▸ **Task**: All entries must be extracted exactly, with nothing added or dropped.

▸ **Available records**:
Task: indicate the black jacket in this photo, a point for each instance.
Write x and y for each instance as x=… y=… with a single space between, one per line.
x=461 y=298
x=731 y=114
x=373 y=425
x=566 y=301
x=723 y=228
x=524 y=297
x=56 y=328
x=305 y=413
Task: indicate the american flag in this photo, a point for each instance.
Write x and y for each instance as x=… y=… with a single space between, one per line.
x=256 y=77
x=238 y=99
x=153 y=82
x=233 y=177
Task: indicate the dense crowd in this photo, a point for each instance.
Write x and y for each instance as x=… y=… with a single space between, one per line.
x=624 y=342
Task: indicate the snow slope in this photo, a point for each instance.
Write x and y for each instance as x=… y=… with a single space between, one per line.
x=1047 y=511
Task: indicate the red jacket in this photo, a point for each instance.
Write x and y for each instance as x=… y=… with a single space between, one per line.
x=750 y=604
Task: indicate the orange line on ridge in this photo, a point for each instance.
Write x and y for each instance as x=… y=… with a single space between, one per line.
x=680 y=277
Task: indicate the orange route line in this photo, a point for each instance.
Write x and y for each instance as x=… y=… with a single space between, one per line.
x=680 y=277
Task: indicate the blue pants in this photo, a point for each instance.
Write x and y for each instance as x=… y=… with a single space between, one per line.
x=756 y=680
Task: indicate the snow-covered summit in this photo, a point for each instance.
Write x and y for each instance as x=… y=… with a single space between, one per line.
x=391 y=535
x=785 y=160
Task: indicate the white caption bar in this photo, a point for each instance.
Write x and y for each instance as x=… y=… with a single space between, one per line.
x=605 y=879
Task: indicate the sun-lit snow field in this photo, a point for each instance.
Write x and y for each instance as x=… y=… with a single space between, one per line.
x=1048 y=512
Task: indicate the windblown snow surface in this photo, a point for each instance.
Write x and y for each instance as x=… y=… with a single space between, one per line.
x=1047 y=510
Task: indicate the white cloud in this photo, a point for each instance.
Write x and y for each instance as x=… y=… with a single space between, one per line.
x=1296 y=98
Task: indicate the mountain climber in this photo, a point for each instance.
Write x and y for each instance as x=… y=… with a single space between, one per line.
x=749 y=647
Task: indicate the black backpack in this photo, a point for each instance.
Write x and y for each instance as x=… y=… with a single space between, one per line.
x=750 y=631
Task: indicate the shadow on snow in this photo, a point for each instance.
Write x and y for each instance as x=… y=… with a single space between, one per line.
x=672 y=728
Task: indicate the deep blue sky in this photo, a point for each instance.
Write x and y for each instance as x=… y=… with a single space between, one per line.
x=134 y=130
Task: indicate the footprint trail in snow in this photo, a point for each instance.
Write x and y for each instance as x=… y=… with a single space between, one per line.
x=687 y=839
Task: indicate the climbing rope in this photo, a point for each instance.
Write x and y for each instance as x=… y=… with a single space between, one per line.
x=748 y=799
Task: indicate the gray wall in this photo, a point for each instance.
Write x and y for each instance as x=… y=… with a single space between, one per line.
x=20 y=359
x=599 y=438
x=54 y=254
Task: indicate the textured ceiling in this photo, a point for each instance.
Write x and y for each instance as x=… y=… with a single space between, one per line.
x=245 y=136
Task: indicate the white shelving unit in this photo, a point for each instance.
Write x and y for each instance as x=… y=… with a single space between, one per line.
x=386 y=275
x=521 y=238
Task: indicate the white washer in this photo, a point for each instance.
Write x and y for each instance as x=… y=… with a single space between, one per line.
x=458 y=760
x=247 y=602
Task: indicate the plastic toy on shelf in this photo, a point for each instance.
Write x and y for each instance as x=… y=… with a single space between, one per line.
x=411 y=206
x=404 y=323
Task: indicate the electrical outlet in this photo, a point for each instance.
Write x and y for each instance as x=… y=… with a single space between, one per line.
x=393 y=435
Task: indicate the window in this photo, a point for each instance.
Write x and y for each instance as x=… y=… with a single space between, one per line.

▸ **Correct output**:
Task: indicate the black jacket in this photo, a point for each instance.
Write x and y for each instance as x=… y=… with a single space between, one per line.
x=461 y=298
x=731 y=114
x=373 y=425
x=566 y=301
x=723 y=228
x=524 y=297
x=56 y=328
x=305 y=413
Task: indicate the american flag in this photo, a point for each instance.
Write x and y for each instance as x=… y=… with a single space between, one per line.
x=256 y=77
x=238 y=99
x=153 y=82
x=233 y=177
Task: indicate the dense crowd in this photo, a point for each instance.
Write x and y for each instance as x=… y=… with a single space between, one per line.
x=624 y=342
Task: indicate the snow slope in this photo, a point for each instance.
Write x and y for each instance as x=… y=… with a single space between, one per line.
x=1047 y=511
Task: indicate the red jacket in this photo, a point for each instance.
Write x and y for each instance as x=… y=… with a single space between, one per line.
x=750 y=604
Task: indicate the orange line on ridge in this photo, a point for each instance.
Write x and y for each instance as x=… y=… with a single space between, one per line.
x=680 y=277
Task: indicate the orange route line in this photo, a point for each instance.
Write x and y for each instance as x=… y=… with a single space between, one per line.
x=680 y=277
Task: indicate the blue pants in this photo, a point for each instance.
Write x and y for each instance as x=… y=… with a single space between, one per line.
x=756 y=680
Task: indicate the snow-covered summit in this photo, a point for each instance.
Write x and y for each instance as x=… y=… with a single space between, one per line.
x=391 y=535
x=785 y=160
Task: indicate the white caption bar in this photo, a point for each instance.
Write x and y for each instance as x=… y=… with a single space between, one per line.
x=605 y=879
Task: indicate the sun-lit snow field in this photo, a point for each instance.
Write x and y for each instance as x=… y=… with a single space between, one per line.
x=1048 y=512
Task: indicate the windblown snow surface in this photo, a point for each instance.
Write x and y for each instance as x=… y=… with a single space between, one per line.
x=1047 y=510
Task: indicate the white cloud in this photo, a point for each instance.
Write x and y for each instance as x=… y=… with a single space between, one per line.
x=1296 y=98
Task: indicate the mountain climber in this photo, a point for each instance.
Write x and y for each instance as x=… y=… with a single space between, one per line.
x=749 y=647
Task: indicate the black backpack in this photo, a point for each instance.
Write x and y for each instance as x=… y=… with a single space between, one per line.
x=750 y=631
Task: indicate the shadow on snow in this photo, a point for each instance.
Write x and y for each instance as x=… y=… with a single space between, one per line.
x=672 y=728
Task: indicate the deep blue sky in this photo, a point for each instance.
Write x and y for each instance as x=… y=… with a single space between, one per line.
x=134 y=130
Task: indicate the footprint trail in snow in this photo, a point for each instance.
Write x and y for each instance as x=… y=… with a single space between, one per line.
x=687 y=839
Task: indicate the climbing rope in this photo, a point for each instance.
Write x and y for each instance as x=… y=… with a single space between, one per line.
x=748 y=799
Task: indicate the gray wall in this photo, a point for each instance.
Write x and y for each instance as x=… y=… with a single space between, one per line.
x=20 y=359
x=599 y=438
x=54 y=254
Task: indicate the textured ceiling in this photo, a point for each instance.
Write x and y for each instance as x=… y=… with a single space between, one per line.
x=245 y=136
Task: indicate the white shelving unit in this photo, a point for each instance.
Write x and y for each instance as x=… y=… with a single space between, one per line.
x=386 y=275
x=521 y=238
Task: indicate the white washer in this photo, a point for each instance.
Write x and y for each instance as x=… y=… with a single space between, one per line.
x=458 y=760
x=247 y=602
Task: indicate the plastic toy on shelf in this photo, a point for each instance.
Write x and y for each instance as x=… y=… with a single space between, one per line.
x=411 y=206
x=404 y=323
Task: indicate the electrical outlet in this photo, a point for each instance.
Write x and y for each instance as x=… y=… with a single space between, one per line.
x=393 y=435
Task: indicate the window in this photo, a point for each instance.
Write x and y for each instance as x=… y=… with a single space between, one per line.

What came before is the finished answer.